→ Problem: How many lines in the records below contain the string "positive" with matching case? Reply with the number alone.
★ ★ ★ ★ ★
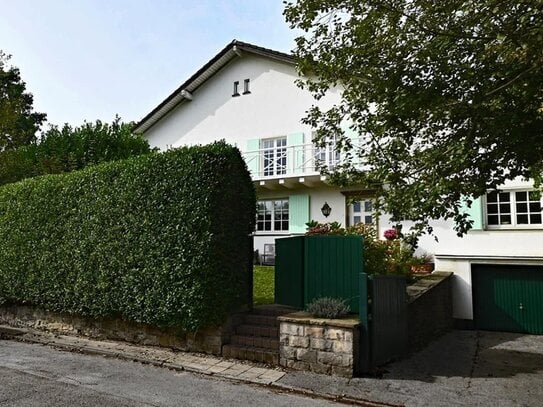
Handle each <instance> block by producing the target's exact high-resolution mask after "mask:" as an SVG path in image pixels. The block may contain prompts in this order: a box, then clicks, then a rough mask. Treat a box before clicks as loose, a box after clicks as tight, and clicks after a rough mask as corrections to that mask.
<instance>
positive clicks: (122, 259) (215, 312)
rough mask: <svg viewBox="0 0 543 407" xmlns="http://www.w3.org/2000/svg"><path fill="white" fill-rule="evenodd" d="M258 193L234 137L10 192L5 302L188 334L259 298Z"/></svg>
mask: <svg viewBox="0 0 543 407" xmlns="http://www.w3.org/2000/svg"><path fill="white" fill-rule="evenodd" d="M254 222H255V193H254V189H253V185H252V182H251V179H250V175H249V173H248V171H247V168H246V166H245V163H244V162H243V159H242V158H241V155H240V153H239V151H238V150H237V149H235V148H234V147H231V146H228V145H226V144H225V143H215V144H213V145H209V146H203V147H202V146H201V147H191V148H182V149H179V150H173V151H170V152H167V153H164V154H158V153H153V154H148V155H144V156H140V157H135V158H131V159H128V160H123V161H116V162H109V163H105V164H101V165H96V166H91V167H88V168H86V169H84V170H82V171H76V172H72V173H69V174H62V175H46V176H43V177H38V178H34V179H28V180H24V181H21V182H17V183H14V184H9V185H5V186H3V187H0V241H1V242H2V250H1V251H0V302H11V303H28V304H33V305H36V306H42V307H45V308H46V309H49V310H51V311H56V312H67V313H75V314H80V315H84V316H90V317H120V318H124V319H128V320H132V321H136V322H142V323H148V324H154V325H157V326H163V327H166V326H174V327H179V328H182V329H184V330H187V331H194V330H196V329H198V328H201V327H205V326H210V325H214V324H219V323H221V322H222V321H223V320H224V317H225V315H226V314H227V313H228V312H230V311H231V310H233V309H235V308H236V307H239V305H240V304H242V303H244V301H246V299H247V297H248V293H249V291H248V290H249V289H251V287H249V281H250V276H251V274H250V273H251V272H252V269H251V267H250V265H251V264H250V263H251V261H250V260H251V259H250V254H251V245H250V242H249V239H248V235H249V234H250V233H251V232H252V231H253V229H254Z"/></svg>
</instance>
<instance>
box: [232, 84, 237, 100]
mask: <svg viewBox="0 0 543 407" xmlns="http://www.w3.org/2000/svg"><path fill="white" fill-rule="evenodd" d="M234 96H239V81H235V82H234V91H233V92H232V97H234Z"/></svg>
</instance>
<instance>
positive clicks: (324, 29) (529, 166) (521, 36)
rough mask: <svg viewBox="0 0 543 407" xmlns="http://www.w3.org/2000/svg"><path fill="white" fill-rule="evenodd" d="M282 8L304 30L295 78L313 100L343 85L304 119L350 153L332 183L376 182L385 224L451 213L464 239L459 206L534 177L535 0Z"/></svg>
mask: <svg viewBox="0 0 543 407" xmlns="http://www.w3.org/2000/svg"><path fill="white" fill-rule="evenodd" d="M284 14H285V17H286V19H287V21H288V22H289V23H290V25H291V27H292V28H297V29H301V30H302V31H303V32H304V33H303V35H302V36H300V37H299V38H297V40H296V41H297V47H296V49H295V55H296V56H297V58H298V64H299V65H298V66H299V70H300V72H301V73H302V74H303V75H304V77H305V78H308V79H307V80H304V81H301V82H300V86H304V87H307V88H308V89H309V90H311V91H312V92H314V94H315V95H316V97H317V98H319V97H322V95H324V94H325V93H326V91H327V90H329V89H330V88H332V87H335V86H340V87H342V88H343V92H342V97H341V102H340V103H339V104H337V105H336V106H334V107H333V108H332V109H329V110H321V109H319V108H318V107H313V108H311V109H310V111H309V112H308V115H307V117H306V118H305V122H306V123H308V124H311V125H313V126H315V127H317V128H318V131H317V133H316V134H317V137H316V138H317V142H320V143H325V142H326V140H327V137H330V136H331V135H334V136H336V137H337V138H338V148H339V149H341V150H343V151H344V153H345V156H347V157H350V158H351V159H350V160H348V162H347V164H346V165H344V166H343V167H342V168H340V169H339V171H336V172H335V174H333V175H334V179H335V181H336V182H339V183H349V182H350V183H352V182H355V183H361V184H365V185H367V186H369V187H372V188H375V189H376V191H377V194H378V196H380V198H381V199H380V200H379V202H380V203H381V205H382V207H381V209H382V210H384V211H386V212H388V213H390V214H391V215H392V216H393V220H395V221H402V220H405V219H411V220H414V221H415V224H416V226H415V230H416V231H419V232H421V231H425V230H426V231H430V232H431V227H429V226H428V221H429V219H432V218H445V219H454V221H455V224H456V230H457V232H458V234H459V235H462V234H464V233H465V232H466V231H467V230H469V228H470V226H471V222H470V220H469V217H467V216H466V214H464V213H463V212H464V211H463V210H462V204H463V203H465V202H467V204H468V205H469V204H470V203H471V201H472V200H473V199H474V198H475V197H477V196H480V195H482V194H484V193H485V192H486V191H487V190H488V189H495V188H498V187H499V186H500V185H501V184H502V183H503V182H504V181H505V180H507V179H512V178H515V177H525V178H528V177H531V178H534V179H535V180H536V183H539V182H540V181H541V175H542V172H543V171H542V170H543V3H542V2H541V0H520V1H518V0H517V1H511V0H509V1H505V0H481V1H462V0H447V1H434V0H373V1H371V0H370V1H364V0H299V1H297V2H295V3H292V2H287V3H286V8H285V12H284ZM345 123H348V127H350V129H349V130H348V131H347V132H346V131H345ZM353 132H354V133H357V134H359V135H361V136H360V137H361V138H360V140H359V141H360V145H359V146H358V147H357V146H356V145H355V143H354V142H353V141H352V138H349V137H348V135H349V133H353ZM357 156H358V157H357ZM355 162H363V163H364V165H363V167H362V169H363V171H360V168H361V167H360V166H358V169H357V168H356V167H357V166H353V165H352V164H353V163H355Z"/></svg>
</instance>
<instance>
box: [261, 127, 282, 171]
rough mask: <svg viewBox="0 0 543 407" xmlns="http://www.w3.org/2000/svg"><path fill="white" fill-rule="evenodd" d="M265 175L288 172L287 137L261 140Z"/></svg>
mask: <svg viewBox="0 0 543 407" xmlns="http://www.w3.org/2000/svg"><path fill="white" fill-rule="evenodd" d="M261 143H262V144H261V147H262V150H263V151H262V160H263V166H262V168H263V169H264V171H263V172H264V176H273V175H285V174H286V173H287V138H286V137H279V138H273V139H264V140H262V141H261Z"/></svg>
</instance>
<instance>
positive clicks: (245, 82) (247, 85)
mask: <svg viewBox="0 0 543 407" xmlns="http://www.w3.org/2000/svg"><path fill="white" fill-rule="evenodd" d="M249 81H250V79H245V80H244V81H243V94H244V95H247V94H249V93H251V91H250V90H249Z"/></svg>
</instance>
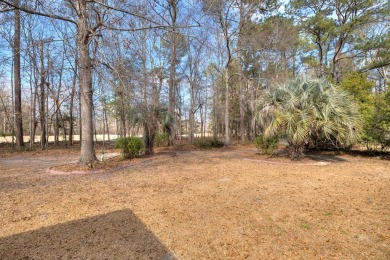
★ ★ ★ ★ ★
→ Result for this task: 3